* ЧТО ТРЕБУЕТСЯ
Перепишите весь материал, заменив «pixels» на «px» и ничего больше не меняя.

* ФРАГМЕНТ ДАННЫХ
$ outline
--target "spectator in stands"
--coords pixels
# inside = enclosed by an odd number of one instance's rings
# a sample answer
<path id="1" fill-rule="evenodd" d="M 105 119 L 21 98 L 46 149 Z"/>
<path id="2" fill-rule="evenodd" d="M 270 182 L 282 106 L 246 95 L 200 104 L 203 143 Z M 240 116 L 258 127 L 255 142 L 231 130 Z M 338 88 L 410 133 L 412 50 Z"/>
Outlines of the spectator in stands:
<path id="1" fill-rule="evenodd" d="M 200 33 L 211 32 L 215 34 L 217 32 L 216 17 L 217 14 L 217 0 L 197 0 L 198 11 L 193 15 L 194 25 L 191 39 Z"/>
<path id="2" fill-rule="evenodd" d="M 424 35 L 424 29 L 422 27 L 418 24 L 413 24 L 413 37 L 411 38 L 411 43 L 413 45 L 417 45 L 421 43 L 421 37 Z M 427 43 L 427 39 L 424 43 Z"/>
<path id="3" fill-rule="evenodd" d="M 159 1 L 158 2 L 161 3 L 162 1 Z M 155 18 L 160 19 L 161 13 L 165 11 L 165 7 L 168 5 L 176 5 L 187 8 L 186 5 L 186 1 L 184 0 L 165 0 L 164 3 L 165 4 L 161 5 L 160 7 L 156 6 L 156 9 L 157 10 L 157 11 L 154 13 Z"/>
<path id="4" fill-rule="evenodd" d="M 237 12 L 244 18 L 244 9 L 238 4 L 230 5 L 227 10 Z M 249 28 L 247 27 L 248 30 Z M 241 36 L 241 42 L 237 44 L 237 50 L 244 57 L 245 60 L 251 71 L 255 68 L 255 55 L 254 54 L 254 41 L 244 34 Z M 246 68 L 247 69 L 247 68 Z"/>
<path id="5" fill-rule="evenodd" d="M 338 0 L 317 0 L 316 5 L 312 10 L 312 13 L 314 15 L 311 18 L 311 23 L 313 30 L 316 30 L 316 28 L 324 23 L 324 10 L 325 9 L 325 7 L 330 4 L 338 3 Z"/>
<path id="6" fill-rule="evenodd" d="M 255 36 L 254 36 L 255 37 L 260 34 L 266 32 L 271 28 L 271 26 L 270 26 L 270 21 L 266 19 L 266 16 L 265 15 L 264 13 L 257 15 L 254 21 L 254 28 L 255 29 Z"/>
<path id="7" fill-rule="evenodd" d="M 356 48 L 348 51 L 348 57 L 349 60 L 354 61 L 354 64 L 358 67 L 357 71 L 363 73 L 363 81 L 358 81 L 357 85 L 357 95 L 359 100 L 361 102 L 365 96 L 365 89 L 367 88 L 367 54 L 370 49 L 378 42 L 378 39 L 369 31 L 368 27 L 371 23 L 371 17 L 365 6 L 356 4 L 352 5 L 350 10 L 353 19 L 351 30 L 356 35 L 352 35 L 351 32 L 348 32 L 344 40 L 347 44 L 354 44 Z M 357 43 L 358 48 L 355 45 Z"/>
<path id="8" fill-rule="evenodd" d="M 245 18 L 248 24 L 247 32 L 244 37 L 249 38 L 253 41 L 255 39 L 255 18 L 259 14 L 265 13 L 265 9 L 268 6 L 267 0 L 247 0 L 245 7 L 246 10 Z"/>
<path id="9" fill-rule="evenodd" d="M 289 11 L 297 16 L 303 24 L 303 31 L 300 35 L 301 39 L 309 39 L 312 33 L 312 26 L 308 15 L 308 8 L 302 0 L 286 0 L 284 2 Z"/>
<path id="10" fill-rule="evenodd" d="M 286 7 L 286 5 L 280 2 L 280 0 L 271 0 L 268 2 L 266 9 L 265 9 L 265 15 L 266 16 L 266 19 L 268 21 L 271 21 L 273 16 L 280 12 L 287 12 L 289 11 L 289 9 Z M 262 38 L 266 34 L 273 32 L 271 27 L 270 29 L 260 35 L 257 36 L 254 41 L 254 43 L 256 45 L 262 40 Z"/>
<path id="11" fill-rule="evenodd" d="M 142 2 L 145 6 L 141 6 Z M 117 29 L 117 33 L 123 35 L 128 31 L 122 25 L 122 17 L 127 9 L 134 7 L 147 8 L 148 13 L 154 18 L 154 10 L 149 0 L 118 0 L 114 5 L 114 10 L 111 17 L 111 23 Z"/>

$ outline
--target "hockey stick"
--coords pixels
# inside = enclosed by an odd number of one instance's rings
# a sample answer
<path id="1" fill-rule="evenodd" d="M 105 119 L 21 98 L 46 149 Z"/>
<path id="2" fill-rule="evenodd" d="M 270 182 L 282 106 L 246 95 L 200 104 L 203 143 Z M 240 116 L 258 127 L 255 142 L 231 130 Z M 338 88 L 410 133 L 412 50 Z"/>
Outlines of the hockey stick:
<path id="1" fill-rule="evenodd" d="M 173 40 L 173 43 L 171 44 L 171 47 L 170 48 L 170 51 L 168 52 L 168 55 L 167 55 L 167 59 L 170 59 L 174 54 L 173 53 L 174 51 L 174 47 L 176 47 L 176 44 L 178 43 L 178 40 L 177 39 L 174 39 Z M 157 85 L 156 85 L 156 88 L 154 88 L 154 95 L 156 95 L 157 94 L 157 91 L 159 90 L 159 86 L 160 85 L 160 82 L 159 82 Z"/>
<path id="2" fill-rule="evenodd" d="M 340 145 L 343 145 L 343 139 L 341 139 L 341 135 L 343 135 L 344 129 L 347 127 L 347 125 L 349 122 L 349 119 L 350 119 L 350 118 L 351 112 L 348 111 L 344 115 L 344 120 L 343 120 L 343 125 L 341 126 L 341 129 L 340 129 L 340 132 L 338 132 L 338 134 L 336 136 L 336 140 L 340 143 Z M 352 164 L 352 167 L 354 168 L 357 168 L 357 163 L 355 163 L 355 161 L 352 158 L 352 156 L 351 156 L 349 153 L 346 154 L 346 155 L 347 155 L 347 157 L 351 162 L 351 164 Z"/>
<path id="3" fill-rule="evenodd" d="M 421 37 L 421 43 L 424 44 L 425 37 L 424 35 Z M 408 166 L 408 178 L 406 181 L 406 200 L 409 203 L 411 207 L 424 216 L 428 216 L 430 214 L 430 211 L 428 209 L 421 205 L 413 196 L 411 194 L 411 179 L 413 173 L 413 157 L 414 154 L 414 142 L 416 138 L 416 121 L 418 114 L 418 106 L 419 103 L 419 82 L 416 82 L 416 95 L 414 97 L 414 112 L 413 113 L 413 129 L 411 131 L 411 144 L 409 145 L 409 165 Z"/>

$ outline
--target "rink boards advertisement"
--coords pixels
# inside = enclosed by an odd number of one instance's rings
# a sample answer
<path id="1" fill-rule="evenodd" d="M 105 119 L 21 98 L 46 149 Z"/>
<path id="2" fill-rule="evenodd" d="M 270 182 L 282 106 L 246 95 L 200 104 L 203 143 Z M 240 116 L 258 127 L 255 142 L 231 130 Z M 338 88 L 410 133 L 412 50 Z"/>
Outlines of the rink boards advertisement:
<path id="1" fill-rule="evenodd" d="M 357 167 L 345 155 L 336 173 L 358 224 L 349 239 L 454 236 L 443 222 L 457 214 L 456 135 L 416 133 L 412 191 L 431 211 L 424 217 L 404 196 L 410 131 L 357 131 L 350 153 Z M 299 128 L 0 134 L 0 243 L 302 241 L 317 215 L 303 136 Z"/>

* ПОЛНОЕ РЕШЕНИЕ
$ outline
--target "spectator in stands"
--coords px
# inside = enclosed by an odd number of one instance's rings
# a sample answer
<path id="1" fill-rule="evenodd" d="M 105 119 L 21 98 L 46 149 Z"/>
<path id="2" fill-rule="evenodd" d="M 270 182 L 282 106 L 246 95 L 200 104 L 203 143 Z M 240 116 L 258 127 L 255 142 L 231 130 Z M 338 88 L 410 133 L 412 50 Z"/>
Outlines of the spectator in stands:
<path id="1" fill-rule="evenodd" d="M 200 33 L 211 32 L 215 34 L 217 32 L 216 17 L 217 14 L 217 0 L 197 0 L 198 11 L 193 15 L 194 25 L 191 39 Z"/>
<path id="2" fill-rule="evenodd" d="M 424 35 L 424 29 L 422 27 L 418 24 L 413 24 L 413 37 L 411 38 L 411 43 L 413 45 L 417 45 L 421 43 L 421 37 Z M 427 43 L 427 39 L 424 43 Z"/>
<path id="3" fill-rule="evenodd" d="M 159 1 L 158 2 L 161 3 L 162 1 Z M 155 18 L 160 19 L 161 13 L 165 11 L 165 7 L 168 5 L 176 5 L 187 8 L 186 5 L 186 1 L 184 0 L 165 0 L 164 3 L 165 4 L 161 5 L 160 7 L 156 6 L 156 9 L 157 10 L 157 11 L 154 13 Z"/>
<path id="4" fill-rule="evenodd" d="M 237 12 L 244 18 L 244 9 L 238 4 L 230 5 L 227 10 Z M 249 28 L 247 27 L 248 30 Z M 241 36 L 241 42 L 237 44 L 237 50 L 244 57 L 245 60 L 251 71 L 255 68 L 255 55 L 254 54 L 254 41 L 244 34 Z M 246 68 L 247 69 L 247 68 Z"/>
<path id="5" fill-rule="evenodd" d="M 338 0 L 317 0 L 316 5 L 312 10 L 312 13 L 314 15 L 311 18 L 311 23 L 313 30 L 316 30 L 316 28 L 324 23 L 324 10 L 325 9 L 325 7 L 330 4 L 338 3 Z"/>
<path id="6" fill-rule="evenodd" d="M 255 36 L 254 36 L 255 37 L 260 34 L 266 32 L 271 28 L 271 26 L 270 26 L 270 21 L 266 19 L 266 16 L 265 15 L 264 13 L 257 15 L 254 21 L 254 28 L 255 29 Z"/>
<path id="7" fill-rule="evenodd" d="M 356 48 L 348 51 L 348 57 L 349 60 L 354 61 L 354 64 L 358 67 L 357 71 L 363 73 L 363 81 L 358 81 L 357 85 L 357 95 L 359 100 L 361 102 L 365 96 L 365 89 L 367 88 L 367 54 L 370 49 L 378 42 L 378 39 L 369 31 L 368 27 L 371 23 L 371 17 L 365 6 L 356 4 L 352 5 L 350 10 L 353 19 L 351 30 L 356 35 L 352 35 L 351 32 L 348 32 L 344 40 L 347 44 L 354 44 Z M 357 43 L 358 48 L 355 45 Z"/>
<path id="8" fill-rule="evenodd" d="M 245 18 L 248 24 L 247 32 L 244 37 L 249 38 L 253 41 L 255 39 L 255 18 L 259 14 L 265 13 L 265 9 L 268 6 L 267 0 L 247 0 L 245 7 L 246 10 Z"/>
<path id="9" fill-rule="evenodd" d="M 289 11 L 297 16 L 303 24 L 303 31 L 300 35 L 301 39 L 309 39 L 312 33 L 312 26 L 308 15 L 308 8 L 302 0 L 286 0 L 284 2 Z"/>
<path id="10" fill-rule="evenodd" d="M 286 7 L 286 5 L 280 2 L 280 0 L 271 0 L 268 2 L 266 9 L 265 9 L 265 15 L 266 16 L 266 19 L 268 21 L 271 21 L 273 16 L 280 12 L 287 12 L 289 11 L 289 9 Z M 262 38 L 266 34 L 273 32 L 271 27 L 270 29 L 260 35 L 257 36 L 254 41 L 254 43 L 256 45 L 262 40 Z"/>
<path id="11" fill-rule="evenodd" d="M 142 2 L 145 6 L 141 6 Z M 117 29 L 117 33 L 123 35 L 128 31 L 122 25 L 122 17 L 127 9 L 134 7 L 147 8 L 148 13 L 154 18 L 154 10 L 149 0 L 118 0 L 114 5 L 114 10 L 111 17 L 111 23 Z"/>

$ outline
--target "hockey stick"
--coords px
# inside = enclosed by an odd number of one instance's rings
# a sample answer
<path id="1" fill-rule="evenodd" d="M 105 119 L 21 98 L 46 149 Z"/>
<path id="2" fill-rule="evenodd" d="M 270 182 L 282 106 L 246 95 L 200 104 L 203 143 Z M 240 116 L 258 127 L 255 142 L 231 130 Z M 338 88 L 410 133 L 412 50 Z"/>
Outlines of the hockey stick:
<path id="1" fill-rule="evenodd" d="M 173 40 L 173 43 L 171 44 L 171 47 L 170 48 L 170 51 L 168 52 L 168 55 L 167 55 L 167 59 L 170 59 L 174 54 L 173 53 L 174 51 L 174 47 L 176 47 L 176 44 L 178 43 L 178 40 L 177 39 L 174 39 Z M 157 85 L 156 85 L 156 88 L 154 88 L 154 95 L 156 95 L 157 94 L 157 91 L 159 90 L 159 86 L 160 85 L 160 82 L 159 82 Z"/>
<path id="2" fill-rule="evenodd" d="M 340 145 L 343 145 L 343 139 L 341 139 L 341 135 L 343 135 L 344 129 L 347 127 L 347 125 L 349 122 L 349 119 L 350 119 L 350 118 L 351 112 L 348 111 L 344 115 L 344 120 L 343 120 L 343 125 L 341 126 L 341 129 L 340 129 L 340 132 L 338 132 L 338 134 L 336 136 L 336 140 L 340 143 Z M 352 164 L 352 167 L 354 168 L 357 168 L 357 163 L 355 163 L 355 161 L 352 158 L 352 156 L 351 156 L 349 153 L 346 154 L 346 155 L 347 155 L 347 157 L 351 162 L 351 164 Z"/>
<path id="3" fill-rule="evenodd" d="M 421 37 L 421 43 L 424 44 L 425 37 L 424 35 Z M 408 166 L 408 178 L 406 181 L 406 200 L 409 203 L 411 207 L 424 216 L 428 216 L 430 214 L 430 211 L 428 209 L 421 205 L 413 196 L 411 194 L 411 179 L 413 173 L 413 157 L 414 154 L 414 142 L 416 138 L 416 121 L 418 114 L 418 106 L 419 103 L 419 82 L 416 82 L 416 95 L 414 97 L 414 112 L 413 113 L 413 129 L 411 131 L 411 144 L 409 145 L 409 165 Z"/>

$ outline
--target "rink boards advertisement"
--coords px
# inside = enclosed by an odd number of one instance's rings
# a sample answer
<path id="1" fill-rule="evenodd" d="M 105 119 L 21 98 L 46 149 Z"/>
<path id="2" fill-rule="evenodd" d="M 270 182 L 282 106 L 246 95 L 200 104 L 203 143 Z M 240 116 L 258 127 L 255 142 L 231 130 Z M 338 88 L 410 133 L 412 50 Z"/>
Outlines of the rink boards advertisement:
<path id="1" fill-rule="evenodd" d="M 357 167 L 345 155 L 336 173 L 358 224 L 349 239 L 454 236 L 443 222 L 457 214 L 456 135 L 416 133 L 412 191 L 431 211 L 424 217 L 404 196 L 410 131 L 357 131 L 350 153 Z M 299 128 L 0 134 L 0 243 L 302 241 L 317 215 L 303 136 Z"/>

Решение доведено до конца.